▸ EXERCISE INPUT:
╭──
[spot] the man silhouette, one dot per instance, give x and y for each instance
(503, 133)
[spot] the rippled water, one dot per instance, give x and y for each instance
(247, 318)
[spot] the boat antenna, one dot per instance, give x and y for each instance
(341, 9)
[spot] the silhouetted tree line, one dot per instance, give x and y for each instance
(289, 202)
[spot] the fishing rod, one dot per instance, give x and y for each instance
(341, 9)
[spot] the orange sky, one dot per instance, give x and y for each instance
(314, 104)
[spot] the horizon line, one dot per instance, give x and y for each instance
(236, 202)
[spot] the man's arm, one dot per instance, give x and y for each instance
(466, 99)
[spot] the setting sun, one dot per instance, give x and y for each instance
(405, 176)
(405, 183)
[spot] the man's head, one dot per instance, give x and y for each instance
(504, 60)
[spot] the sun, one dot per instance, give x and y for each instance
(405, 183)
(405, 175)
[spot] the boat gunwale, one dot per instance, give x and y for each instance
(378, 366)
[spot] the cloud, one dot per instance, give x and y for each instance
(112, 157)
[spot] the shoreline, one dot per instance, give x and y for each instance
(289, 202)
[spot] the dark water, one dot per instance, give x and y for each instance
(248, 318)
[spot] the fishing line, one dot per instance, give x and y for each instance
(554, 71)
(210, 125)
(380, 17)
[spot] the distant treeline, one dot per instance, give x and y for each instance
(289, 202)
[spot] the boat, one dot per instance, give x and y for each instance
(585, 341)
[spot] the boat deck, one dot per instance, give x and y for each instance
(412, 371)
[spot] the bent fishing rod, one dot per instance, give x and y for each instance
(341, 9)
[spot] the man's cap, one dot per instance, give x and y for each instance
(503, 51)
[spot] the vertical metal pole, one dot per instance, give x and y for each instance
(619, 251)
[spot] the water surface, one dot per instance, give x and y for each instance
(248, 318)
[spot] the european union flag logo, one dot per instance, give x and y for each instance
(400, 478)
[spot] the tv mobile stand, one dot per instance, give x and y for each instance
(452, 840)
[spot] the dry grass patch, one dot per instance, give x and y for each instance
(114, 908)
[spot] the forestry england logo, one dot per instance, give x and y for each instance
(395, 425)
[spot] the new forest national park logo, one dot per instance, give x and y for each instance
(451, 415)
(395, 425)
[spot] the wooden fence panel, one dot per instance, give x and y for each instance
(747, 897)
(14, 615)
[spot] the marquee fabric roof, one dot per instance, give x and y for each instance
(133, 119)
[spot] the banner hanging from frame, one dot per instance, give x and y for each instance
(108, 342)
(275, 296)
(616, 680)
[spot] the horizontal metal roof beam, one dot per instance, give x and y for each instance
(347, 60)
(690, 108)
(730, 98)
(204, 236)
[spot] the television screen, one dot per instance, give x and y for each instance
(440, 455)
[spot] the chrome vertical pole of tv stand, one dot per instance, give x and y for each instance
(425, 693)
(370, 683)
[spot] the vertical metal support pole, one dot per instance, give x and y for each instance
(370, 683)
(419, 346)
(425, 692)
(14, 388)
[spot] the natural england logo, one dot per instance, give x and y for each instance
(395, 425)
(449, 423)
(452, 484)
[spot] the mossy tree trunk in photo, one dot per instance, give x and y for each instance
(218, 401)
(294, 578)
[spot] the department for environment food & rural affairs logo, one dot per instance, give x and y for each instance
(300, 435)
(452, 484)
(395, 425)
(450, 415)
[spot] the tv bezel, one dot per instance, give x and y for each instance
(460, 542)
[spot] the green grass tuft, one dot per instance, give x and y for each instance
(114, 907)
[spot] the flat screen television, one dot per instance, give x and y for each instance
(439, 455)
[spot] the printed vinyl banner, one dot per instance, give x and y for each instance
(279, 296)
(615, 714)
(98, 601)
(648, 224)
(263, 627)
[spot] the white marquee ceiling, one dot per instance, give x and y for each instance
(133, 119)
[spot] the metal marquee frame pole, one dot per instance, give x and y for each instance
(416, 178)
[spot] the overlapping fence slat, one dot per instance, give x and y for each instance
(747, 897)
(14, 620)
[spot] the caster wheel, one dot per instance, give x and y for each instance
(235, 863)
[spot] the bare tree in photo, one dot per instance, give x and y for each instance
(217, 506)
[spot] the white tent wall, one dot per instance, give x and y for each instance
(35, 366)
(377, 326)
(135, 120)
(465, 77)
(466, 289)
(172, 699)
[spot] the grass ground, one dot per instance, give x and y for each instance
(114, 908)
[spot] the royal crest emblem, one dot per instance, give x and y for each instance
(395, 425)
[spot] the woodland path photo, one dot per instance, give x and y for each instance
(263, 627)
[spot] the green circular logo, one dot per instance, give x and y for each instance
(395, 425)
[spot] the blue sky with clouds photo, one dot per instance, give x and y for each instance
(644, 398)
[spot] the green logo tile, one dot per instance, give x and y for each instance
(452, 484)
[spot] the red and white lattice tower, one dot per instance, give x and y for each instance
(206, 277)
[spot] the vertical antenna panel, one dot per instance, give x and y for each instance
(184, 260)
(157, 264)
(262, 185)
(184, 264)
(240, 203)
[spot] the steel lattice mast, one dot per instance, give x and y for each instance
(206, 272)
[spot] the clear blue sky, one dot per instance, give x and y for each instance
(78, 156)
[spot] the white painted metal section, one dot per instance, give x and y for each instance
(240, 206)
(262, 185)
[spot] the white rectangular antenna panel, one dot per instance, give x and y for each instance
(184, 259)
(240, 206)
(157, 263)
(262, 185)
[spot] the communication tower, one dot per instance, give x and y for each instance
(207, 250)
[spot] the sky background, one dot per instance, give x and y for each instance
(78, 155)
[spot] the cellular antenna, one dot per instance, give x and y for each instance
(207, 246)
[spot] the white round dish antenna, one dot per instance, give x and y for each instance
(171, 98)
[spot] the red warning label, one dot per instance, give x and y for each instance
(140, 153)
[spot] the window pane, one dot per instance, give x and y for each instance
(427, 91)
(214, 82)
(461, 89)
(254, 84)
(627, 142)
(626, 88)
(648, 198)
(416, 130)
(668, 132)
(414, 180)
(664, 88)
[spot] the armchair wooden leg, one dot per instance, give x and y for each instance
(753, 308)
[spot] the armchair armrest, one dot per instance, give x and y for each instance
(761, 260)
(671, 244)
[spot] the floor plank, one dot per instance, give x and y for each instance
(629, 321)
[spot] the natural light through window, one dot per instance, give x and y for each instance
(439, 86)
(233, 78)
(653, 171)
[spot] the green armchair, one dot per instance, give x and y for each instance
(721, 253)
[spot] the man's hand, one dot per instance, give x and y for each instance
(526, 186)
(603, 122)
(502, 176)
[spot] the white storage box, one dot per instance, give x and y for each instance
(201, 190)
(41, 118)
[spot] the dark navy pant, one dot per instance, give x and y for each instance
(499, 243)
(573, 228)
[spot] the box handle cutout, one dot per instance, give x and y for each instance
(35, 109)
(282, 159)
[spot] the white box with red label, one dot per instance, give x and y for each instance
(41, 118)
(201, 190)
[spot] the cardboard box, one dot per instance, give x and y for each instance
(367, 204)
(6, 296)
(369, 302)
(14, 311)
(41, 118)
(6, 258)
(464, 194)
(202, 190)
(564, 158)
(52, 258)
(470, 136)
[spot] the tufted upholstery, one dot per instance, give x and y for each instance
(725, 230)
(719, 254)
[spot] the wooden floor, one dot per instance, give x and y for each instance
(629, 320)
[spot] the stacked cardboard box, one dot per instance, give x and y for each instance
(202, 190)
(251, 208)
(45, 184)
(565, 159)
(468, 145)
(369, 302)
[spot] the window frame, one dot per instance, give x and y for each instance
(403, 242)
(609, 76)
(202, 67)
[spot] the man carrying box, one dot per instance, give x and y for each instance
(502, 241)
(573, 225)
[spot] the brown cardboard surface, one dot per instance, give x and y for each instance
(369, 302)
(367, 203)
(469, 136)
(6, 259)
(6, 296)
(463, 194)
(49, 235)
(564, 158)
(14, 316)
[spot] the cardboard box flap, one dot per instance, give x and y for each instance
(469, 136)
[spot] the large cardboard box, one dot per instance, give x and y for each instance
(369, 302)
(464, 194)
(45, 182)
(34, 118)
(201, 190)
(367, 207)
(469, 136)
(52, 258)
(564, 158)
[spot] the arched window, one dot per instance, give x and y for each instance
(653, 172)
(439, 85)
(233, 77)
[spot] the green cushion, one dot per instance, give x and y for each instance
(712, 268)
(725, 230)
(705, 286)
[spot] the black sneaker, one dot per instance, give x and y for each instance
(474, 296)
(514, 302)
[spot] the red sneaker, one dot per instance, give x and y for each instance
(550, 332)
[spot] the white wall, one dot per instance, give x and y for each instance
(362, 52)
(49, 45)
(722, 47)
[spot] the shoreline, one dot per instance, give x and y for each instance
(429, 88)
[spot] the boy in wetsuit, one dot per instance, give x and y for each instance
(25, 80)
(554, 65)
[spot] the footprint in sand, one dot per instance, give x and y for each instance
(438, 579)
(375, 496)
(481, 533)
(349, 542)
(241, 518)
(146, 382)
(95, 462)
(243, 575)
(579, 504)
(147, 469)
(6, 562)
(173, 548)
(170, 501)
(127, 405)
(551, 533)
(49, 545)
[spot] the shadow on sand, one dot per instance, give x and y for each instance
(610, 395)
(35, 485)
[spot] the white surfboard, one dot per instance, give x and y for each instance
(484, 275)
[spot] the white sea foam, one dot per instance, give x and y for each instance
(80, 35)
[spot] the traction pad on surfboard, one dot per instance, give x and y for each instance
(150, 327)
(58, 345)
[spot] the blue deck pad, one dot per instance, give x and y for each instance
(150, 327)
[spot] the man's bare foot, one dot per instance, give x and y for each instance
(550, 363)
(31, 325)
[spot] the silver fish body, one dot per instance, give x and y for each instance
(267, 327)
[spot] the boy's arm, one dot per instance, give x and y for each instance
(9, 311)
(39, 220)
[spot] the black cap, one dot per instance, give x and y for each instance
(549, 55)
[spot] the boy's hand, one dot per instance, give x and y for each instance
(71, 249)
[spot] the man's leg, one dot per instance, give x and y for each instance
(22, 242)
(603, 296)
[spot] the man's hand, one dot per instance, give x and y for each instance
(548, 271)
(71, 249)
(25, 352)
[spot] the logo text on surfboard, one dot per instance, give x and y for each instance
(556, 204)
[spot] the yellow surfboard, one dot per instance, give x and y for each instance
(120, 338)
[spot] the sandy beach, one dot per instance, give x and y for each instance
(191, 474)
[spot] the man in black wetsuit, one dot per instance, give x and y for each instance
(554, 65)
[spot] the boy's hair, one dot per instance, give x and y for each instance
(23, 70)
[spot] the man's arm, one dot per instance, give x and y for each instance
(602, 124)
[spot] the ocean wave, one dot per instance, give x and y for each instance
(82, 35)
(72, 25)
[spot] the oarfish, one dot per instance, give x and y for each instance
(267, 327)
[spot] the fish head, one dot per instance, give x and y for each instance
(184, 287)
╰──
▸ WHAT YOU WILL DO: Reproduce the lines word for word, starting at the one holding "[spot] the logo" and ending at the final line of the material above.

▸ RESULT OF THIS TASK:
[spot] the logo text on surfboard, one dot per instance, give x and y for each instance
(556, 204)
[spot] the yellow surfboard, one dot per instance, give x and y for each instance
(120, 338)
[spot] the sandy beach, one dot per instance, give x and y for each instance
(191, 474)
[spot] the man in black wetsuit, one dot per instance, give x and y for each instance
(554, 65)
[spot] the boy's hair, one dot per instance, give x and y for each instance
(23, 70)
[spot] the man's arm, one dot per instance, give x and y for each instance
(602, 124)
[spot] the ocean wave, one dot per instance, give x and y for each instance
(82, 35)
(72, 25)
[spot] the oarfish, one dot per instance, give x and y for each instance
(267, 327)
[spot] the fish head, one dot per instance, give x and y for each instance
(184, 287)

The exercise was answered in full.